Reproduce the records from the line containing "Locate every instance of the red dome" through the end of the records, replacing "red dome roof" with "red cupola roof" and leaving all else unchanged. Omit the pictures from your answer.

-- Start of Extracted records --

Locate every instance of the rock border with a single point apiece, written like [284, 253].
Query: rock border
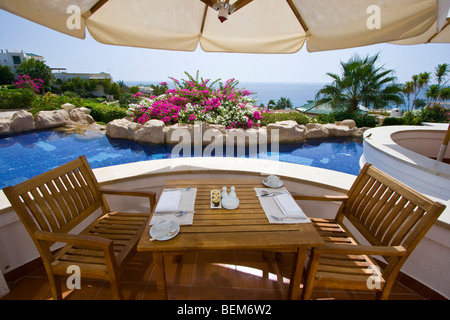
[289, 131]
[23, 121]
[156, 132]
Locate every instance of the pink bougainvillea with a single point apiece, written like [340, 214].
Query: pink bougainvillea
[193, 100]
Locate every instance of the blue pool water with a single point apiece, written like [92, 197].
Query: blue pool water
[27, 155]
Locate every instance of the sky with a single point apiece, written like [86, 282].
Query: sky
[136, 64]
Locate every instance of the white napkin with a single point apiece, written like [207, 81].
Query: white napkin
[171, 202]
[272, 208]
[288, 206]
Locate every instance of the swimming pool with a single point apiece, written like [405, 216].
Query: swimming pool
[24, 156]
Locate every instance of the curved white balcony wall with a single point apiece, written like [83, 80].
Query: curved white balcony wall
[405, 153]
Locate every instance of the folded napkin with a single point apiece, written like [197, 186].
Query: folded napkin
[288, 206]
[281, 206]
[169, 201]
[173, 201]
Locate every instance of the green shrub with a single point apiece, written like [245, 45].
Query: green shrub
[435, 113]
[412, 118]
[105, 113]
[282, 116]
[54, 102]
[16, 98]
[393, 121]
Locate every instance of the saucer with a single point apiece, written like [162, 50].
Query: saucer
[277, 185]
[173, 225]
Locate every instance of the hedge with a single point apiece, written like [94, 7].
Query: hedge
[105, 113]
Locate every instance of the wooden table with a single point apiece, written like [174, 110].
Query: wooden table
[243, 228]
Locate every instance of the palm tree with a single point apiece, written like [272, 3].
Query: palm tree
[441, 72]
[283, 103]
[361, 82]
[420, 82]
[444, 94]
[408, 89]
[433, 93]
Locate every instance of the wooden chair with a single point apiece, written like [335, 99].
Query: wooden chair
[53, 203]
[392, 217]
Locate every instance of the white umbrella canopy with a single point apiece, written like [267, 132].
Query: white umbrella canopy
[258, 26]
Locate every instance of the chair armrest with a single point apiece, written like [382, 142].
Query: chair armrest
[128, 192]
[361, 249]
[75, 239]
[324, 198]
[133, 193]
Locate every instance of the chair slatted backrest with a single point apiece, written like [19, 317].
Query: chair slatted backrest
[387, 212]
[57, 200]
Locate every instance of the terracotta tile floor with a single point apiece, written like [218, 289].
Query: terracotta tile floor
[207, 275]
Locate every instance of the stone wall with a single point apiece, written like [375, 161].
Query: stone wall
[23, 121]
[155, 131]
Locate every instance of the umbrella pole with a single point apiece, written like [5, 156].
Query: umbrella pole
[444, 145]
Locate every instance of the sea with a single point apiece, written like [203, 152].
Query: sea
[298, 93]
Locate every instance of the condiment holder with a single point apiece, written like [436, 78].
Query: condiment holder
[229, 201]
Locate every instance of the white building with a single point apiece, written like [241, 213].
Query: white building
[13, 58]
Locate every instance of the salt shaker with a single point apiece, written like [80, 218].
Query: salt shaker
[233, 193]
[224, 193]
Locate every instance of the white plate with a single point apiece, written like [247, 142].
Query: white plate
[231, 205]
[220, 203]
[173, 225]
[279, 184]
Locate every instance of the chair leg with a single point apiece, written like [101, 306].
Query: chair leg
[116, 290]
[55, 285]
[308, 286]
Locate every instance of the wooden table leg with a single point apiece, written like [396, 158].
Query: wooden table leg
[297, 273]
[161, 286]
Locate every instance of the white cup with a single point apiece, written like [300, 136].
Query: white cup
[162, 226]
[272, 180]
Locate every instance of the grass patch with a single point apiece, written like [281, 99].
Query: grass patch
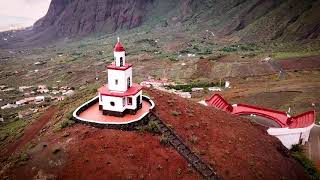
[308, 165]
[12, 130]
[188, 87]
[66, 123]
[175, 113]
[151, 127]
[318, 120]
[285, 55]
[240, 47]
[164, 140]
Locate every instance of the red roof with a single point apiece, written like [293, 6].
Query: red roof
[133, 90]
[123, 68]
[303, 120]
[118, 47]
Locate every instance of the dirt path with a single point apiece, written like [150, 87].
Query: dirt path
[31, 131]
[314, 145]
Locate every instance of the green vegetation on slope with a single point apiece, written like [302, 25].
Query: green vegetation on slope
[309, 166]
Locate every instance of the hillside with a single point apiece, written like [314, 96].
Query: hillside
[80, 151]
[236, 20]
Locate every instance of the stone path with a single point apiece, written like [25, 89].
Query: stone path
[205, 170]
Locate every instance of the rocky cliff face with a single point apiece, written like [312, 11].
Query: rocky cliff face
[80, 17]
[248, 20]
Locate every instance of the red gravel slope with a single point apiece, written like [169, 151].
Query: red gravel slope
[83, 152]
[232, 145]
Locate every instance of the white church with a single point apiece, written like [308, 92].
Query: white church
[120, 96]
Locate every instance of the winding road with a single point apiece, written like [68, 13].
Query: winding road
[313, 145]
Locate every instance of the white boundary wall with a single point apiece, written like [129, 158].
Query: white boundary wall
[289, 137]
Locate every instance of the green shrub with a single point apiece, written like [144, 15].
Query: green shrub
[66, 123]
[175, 113]
[24, 157]
[164, 140]
[188, 87]
[308, 165]
[153, 127]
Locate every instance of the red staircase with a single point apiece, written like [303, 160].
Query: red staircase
[218, 102]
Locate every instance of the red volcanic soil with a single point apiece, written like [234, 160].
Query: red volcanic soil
[232, 145]
[83, 152]
[300, 63]
[30, 132]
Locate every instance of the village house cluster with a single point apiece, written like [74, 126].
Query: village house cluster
[37, 94]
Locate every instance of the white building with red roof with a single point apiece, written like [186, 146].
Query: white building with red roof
[120, 96]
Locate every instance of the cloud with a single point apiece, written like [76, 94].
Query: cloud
[21, 12]
[33, 9]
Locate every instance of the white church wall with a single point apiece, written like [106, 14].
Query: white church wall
[289, 137]
[118, 55]
[121, 76]
[134, 101]
[118, 103]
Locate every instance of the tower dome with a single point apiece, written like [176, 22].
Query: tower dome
[118, 47]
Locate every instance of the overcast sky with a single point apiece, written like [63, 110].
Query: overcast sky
[21, 12]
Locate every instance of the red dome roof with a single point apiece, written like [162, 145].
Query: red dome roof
[118, 47]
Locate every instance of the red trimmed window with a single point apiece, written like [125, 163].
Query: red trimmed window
[129, 101]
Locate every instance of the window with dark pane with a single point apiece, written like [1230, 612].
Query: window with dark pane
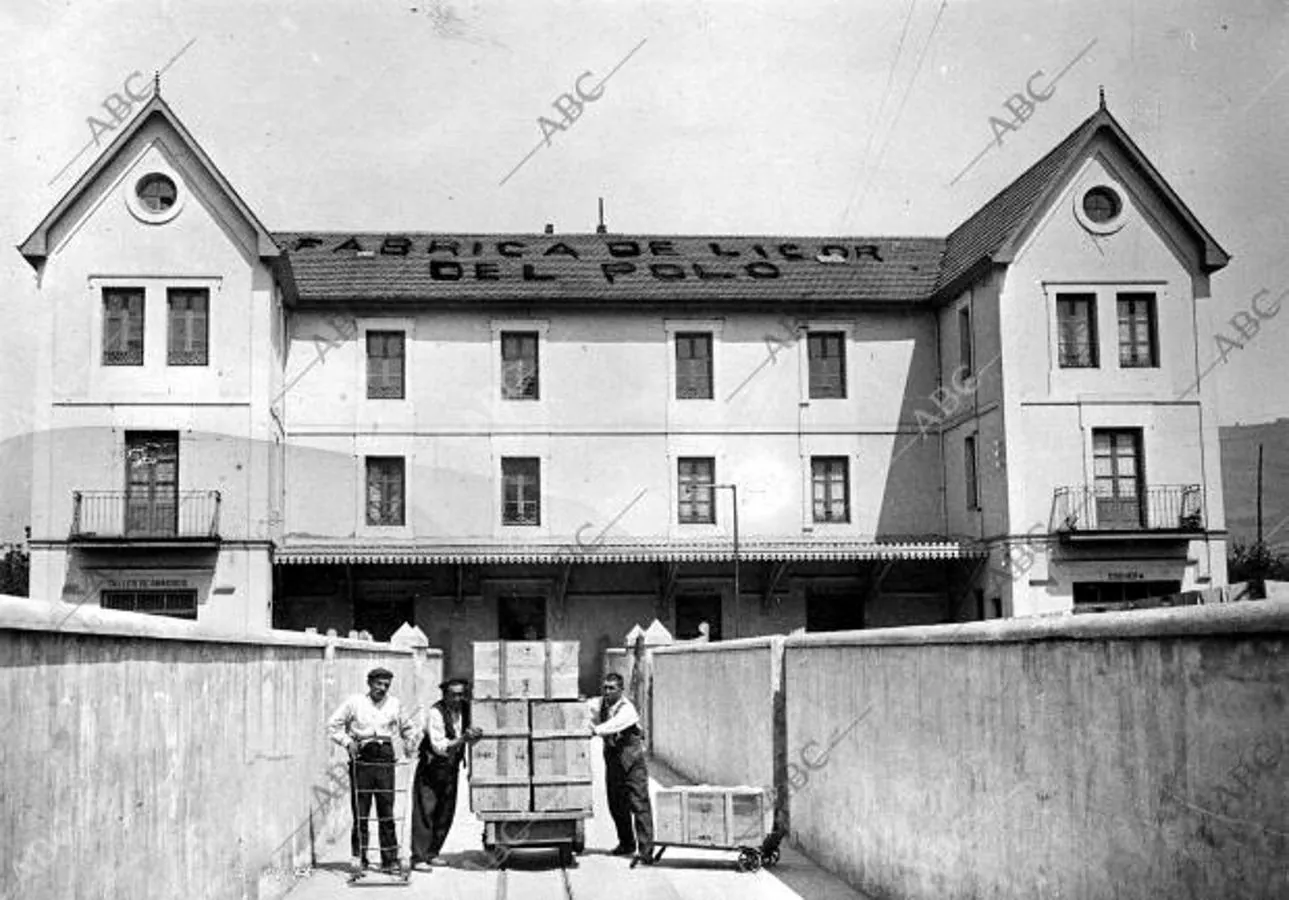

-- End of Extracted records --

- Output for this exercise
Locate every instance of the red cupola roof with a single point apiece, written like [162, 145].
Query: red cupola roof
[118, 47]
Locate every instance of the red trimmed window with a single point apiece, written like [125, 163].
Query: red trimmed window
[129, 101]
Locate every instance of the window with dark pane with a single point apiece, written like [1230, 612].
Query: window with dark pane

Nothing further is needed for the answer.